_Problems to solve_
1. Decide whether each statement agrees with the passage on change, answering yes or no and quoting the words of the passage that decide it: (a) The woman the writer spoke with was going through a divorce. (b) The writer came across the favorite one-line saying three weeks ago. (c) The writer says the hot weather has loosened COVID-19's grip.
2. Reproduce the section of the passage on change starting at "Many years ago, I" and ending at "pass on ……..".

_Page excerpt_
- Opening Delimiter -

Summer heat is certainly upon us! Yet, despite the hot weather COVID-19 refuses to release its grip on us. We keep praying – “How long, oh Lord?” I still like the great one line I found three weeks ago: “Tough times never last. Tough people do.” With the help and grace of God, we will get through this pandemic. Never give up! God is with us. During this time of stress, we need to continue caring and uplifting each other.

Many years ago, I was speaking with a woman in the midst of a divorce. She made a profound comment I’ll always remember. As I was listening, she was reflecting upon her life and stated: “In life, change is inevitable, but growth is optional.” I have thought often of her statement over the years. Many times we fight change – we want things as they were – don’t rock the boat! Yet, life around and within us is always changing. I share with you some statistics that were given to me. Enjoy the following …….. ponder …….. pass on ……..

- Closing Delimiter -

_Excerpted data_
- Opening Delimiter -

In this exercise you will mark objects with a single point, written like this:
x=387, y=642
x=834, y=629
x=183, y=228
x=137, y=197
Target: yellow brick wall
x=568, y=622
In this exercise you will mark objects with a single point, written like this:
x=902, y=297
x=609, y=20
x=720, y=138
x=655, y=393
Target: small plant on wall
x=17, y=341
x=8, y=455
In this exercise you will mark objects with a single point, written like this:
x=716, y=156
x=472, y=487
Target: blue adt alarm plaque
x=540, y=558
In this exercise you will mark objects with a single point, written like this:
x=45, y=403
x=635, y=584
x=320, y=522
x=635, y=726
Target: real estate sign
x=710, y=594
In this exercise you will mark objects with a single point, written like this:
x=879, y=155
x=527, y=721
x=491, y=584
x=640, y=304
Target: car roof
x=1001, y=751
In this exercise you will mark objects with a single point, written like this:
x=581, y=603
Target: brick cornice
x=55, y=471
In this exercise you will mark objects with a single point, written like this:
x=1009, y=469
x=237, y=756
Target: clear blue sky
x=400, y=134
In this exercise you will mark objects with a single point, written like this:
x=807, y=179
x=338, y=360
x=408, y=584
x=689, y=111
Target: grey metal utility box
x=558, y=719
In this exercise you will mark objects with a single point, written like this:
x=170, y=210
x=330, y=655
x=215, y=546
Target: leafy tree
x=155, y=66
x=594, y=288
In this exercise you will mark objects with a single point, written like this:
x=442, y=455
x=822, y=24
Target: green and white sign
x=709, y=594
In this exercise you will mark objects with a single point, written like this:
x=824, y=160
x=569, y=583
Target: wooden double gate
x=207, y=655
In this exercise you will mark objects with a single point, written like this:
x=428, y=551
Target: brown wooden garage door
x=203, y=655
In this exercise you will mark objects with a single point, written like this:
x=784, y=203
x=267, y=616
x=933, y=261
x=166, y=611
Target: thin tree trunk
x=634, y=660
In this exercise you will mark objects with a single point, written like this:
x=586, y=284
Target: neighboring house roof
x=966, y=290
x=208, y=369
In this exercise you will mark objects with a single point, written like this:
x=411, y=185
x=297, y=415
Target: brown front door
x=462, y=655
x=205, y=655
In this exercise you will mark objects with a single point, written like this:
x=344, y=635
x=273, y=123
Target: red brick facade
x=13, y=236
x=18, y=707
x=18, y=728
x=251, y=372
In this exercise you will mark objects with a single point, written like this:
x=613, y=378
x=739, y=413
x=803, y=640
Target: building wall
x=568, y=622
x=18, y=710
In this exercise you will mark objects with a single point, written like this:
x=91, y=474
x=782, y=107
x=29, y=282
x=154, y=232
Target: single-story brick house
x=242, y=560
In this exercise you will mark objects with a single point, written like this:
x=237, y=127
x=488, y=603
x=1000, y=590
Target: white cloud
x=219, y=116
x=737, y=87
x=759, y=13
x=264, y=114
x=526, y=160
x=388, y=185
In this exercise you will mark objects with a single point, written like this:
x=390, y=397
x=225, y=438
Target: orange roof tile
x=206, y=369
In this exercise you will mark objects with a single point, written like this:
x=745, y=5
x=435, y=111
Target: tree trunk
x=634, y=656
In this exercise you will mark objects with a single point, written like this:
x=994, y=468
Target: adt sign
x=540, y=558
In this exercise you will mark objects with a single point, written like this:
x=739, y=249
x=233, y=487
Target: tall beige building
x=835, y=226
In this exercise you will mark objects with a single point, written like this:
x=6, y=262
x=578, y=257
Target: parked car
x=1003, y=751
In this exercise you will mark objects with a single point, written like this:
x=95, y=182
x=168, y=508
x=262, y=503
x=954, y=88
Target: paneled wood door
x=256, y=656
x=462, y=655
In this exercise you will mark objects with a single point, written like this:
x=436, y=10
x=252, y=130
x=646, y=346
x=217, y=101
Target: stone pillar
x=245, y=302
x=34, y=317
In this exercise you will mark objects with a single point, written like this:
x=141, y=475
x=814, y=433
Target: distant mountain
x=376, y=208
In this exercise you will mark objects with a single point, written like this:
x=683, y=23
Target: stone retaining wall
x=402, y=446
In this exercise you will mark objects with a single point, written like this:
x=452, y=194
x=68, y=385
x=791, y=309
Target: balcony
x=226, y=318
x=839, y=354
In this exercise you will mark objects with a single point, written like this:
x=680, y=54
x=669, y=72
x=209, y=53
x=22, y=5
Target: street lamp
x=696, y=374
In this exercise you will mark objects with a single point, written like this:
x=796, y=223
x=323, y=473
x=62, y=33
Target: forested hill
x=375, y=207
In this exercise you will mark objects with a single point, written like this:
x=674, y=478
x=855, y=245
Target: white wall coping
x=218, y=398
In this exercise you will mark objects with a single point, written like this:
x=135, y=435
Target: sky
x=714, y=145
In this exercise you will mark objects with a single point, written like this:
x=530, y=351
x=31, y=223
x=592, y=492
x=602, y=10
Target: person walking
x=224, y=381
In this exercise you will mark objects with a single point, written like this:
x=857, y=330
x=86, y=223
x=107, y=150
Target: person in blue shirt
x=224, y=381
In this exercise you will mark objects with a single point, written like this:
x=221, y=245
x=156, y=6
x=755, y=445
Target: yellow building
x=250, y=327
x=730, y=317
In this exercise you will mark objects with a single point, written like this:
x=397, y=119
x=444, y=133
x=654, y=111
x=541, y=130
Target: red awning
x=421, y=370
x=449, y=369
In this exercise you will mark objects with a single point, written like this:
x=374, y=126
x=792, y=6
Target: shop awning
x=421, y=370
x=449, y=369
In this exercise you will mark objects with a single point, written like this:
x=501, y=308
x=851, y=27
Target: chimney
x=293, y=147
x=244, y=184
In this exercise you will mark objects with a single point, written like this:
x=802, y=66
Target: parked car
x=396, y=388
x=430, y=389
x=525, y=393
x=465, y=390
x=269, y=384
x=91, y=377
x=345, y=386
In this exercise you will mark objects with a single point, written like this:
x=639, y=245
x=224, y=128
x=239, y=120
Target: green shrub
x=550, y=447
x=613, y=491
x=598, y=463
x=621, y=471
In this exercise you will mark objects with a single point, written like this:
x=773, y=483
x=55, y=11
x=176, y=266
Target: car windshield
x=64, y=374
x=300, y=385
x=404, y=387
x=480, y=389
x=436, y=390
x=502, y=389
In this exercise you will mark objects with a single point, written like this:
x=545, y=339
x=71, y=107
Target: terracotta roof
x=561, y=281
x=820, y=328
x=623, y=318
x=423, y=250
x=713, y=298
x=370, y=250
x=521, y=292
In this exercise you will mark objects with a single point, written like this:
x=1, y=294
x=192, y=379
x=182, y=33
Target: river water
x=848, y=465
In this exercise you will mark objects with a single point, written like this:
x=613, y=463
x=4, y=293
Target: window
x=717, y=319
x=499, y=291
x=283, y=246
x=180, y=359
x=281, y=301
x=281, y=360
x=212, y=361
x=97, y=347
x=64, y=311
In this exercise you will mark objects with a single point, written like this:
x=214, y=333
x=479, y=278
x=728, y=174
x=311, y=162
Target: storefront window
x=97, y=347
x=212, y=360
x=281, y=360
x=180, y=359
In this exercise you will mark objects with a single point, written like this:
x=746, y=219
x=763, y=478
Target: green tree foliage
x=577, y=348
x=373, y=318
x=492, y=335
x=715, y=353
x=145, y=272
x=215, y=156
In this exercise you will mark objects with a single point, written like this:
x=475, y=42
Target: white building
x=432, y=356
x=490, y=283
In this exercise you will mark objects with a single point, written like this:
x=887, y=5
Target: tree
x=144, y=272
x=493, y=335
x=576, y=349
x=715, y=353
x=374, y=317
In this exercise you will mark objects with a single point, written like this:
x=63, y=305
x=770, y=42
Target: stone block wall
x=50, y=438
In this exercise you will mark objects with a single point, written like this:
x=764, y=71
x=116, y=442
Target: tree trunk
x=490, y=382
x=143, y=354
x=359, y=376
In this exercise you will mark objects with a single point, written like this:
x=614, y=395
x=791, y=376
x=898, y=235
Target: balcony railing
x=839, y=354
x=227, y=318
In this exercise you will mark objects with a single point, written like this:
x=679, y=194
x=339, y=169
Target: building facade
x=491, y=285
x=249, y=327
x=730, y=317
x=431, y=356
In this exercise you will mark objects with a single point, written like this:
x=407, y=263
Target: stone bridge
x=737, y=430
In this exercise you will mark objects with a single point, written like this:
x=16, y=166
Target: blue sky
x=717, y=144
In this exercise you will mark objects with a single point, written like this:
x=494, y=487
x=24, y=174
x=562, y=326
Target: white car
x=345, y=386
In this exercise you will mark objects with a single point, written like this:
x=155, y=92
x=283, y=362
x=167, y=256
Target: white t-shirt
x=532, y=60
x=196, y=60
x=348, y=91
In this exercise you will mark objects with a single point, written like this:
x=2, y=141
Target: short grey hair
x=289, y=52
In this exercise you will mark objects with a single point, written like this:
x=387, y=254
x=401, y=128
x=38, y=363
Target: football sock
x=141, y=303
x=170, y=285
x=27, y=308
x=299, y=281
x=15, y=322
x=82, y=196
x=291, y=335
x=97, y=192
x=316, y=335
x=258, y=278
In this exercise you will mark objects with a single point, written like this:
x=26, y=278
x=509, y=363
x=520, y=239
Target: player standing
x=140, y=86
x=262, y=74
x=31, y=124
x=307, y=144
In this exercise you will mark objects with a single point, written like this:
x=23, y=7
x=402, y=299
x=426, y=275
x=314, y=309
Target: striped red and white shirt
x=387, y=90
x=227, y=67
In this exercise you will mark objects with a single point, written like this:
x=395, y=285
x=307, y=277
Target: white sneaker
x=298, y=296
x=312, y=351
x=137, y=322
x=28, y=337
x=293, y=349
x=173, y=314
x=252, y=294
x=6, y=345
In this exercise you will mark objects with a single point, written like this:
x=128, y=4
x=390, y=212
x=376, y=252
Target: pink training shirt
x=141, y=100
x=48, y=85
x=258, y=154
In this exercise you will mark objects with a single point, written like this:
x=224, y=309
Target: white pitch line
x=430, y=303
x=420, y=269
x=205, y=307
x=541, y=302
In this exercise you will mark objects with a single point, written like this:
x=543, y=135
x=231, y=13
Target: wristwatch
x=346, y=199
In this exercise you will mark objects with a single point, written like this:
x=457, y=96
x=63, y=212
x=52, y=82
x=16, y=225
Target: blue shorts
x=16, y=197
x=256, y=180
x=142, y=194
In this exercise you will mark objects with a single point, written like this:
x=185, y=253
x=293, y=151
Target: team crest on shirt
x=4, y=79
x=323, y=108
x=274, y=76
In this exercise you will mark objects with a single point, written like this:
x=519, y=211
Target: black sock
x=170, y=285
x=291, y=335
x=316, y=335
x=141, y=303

- Closing Delimiter -

_Task responses_
1.
(a) Yes: "a woman in the midst of a divorce"
(b) Yes: "the great one line I found three weeks ago"
(c) No: "despite the hot weather COVID-19 refuses to release its grip on us"

2.
Many years ago, I was speaking with a woman in the midst of a divorce. She made a profound comment I’ll always remember. As I was listening, she was reflecting upon her life and stated: “In life, change is inevitable, but growth is optional.” I have thought often of her statement over the years. Many times we fight change – we want things as they were – don’t rock the boat! Yet, life around and within us is always changing. I share with you some statistics that were given to me. Enjoy the following …….. ponder …….. pass on ……..